● Activity: Exact copies of all the records are to be output.

● Given records:
╭──
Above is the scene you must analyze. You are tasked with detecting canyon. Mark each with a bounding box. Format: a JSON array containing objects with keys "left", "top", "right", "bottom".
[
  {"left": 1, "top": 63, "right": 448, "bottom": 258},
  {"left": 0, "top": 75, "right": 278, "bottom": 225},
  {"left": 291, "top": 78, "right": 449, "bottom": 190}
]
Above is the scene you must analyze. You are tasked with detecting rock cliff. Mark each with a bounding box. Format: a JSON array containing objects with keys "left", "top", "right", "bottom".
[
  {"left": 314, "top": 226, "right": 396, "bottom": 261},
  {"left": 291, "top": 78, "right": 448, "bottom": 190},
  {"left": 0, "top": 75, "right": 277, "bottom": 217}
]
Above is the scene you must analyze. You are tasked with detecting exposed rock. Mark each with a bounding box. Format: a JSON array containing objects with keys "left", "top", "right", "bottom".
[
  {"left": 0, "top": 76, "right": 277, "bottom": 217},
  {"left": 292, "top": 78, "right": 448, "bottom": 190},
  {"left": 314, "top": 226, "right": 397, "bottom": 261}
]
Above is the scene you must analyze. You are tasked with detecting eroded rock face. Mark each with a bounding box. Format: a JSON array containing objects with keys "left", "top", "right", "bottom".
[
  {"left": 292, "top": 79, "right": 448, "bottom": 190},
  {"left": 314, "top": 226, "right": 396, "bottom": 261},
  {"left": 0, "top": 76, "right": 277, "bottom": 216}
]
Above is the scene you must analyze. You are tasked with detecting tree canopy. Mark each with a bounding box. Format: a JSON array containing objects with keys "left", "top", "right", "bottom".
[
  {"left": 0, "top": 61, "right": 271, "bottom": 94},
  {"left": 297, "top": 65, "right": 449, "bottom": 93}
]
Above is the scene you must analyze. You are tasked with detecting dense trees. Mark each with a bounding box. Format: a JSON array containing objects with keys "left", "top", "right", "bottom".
╰──
● Solution to the problem:
Above is the scene you must analyze. You are tasked with detecting canyon. Mark each with a bounding box. Format: a JSON array containing objects with keys "left", "top", "right", "bottom".
[
  {"left": 1, "top": 63, "right": 448, "bottom": 258},
  {"left": 0, "top": 75, "right": 278, "bottom": 225},
  {"left": 291, "top": 78, "right": 449, "bottom": 190}
]
Above is the scene you must analyze. You are tasked with detecting rock cliff. Mark each with a bounding box. Format: a JSON array containing objects with keys "left", "top", "right", "bottom".
[
  {"left": 314, "top": 226, "right": 396, "bottom": 261},
  {"left": 291, "top": 78, "right": 448, "bottom": 190},
  {"left": 0, "top": 75, "right": 277, "bottom": 217}
]
Above is the scene you must analyze. You are tasked with detecting exposed rock. Mark each with a bounding box. Format: a JSON array containing objects with keys "left", "top", "right", "bottom".
[
  {"left": 0, "top": 76, "right": 277, "bottom": 217},
  {"left": 292, "top": 78, "right": 448, "bottom": 190},
  {"left": 314, "top": 226, "right": 397, "bottom": 261}
]
Above is the scene you must analyze. You are tasked with detecting eroded rock face. Mark each with a bounding box. Format: a JSON array containing objects with keys "left", "top", "right", "bottom".
[
  {"left": 292, "top": 79, "right": 448, "bottom": 190},
  {"left": 314, "top": 226, "right": 396, "bottom": 261},
  {"left": 0, "top": 76, "right": 277, "bottom": 216}
]
Above is the scene you must analyze. You are tasked with detecting tree canopy. Mark each with a bounding box. Format: a JSON array containing objects with keys "left", "top", "right", "bottom".
[
  {"left": 0, "top": 61, "right": 271, "bottom": 94},
  {"left": 297, "top": 65, "right": 449, "bottom": 93}
]
Above is the scene you must analyze. You are tasked with detecting dense trees. Mark each with a bounding box. Format: a JSON array containing objects with keys "left", "top", "right", "bottom".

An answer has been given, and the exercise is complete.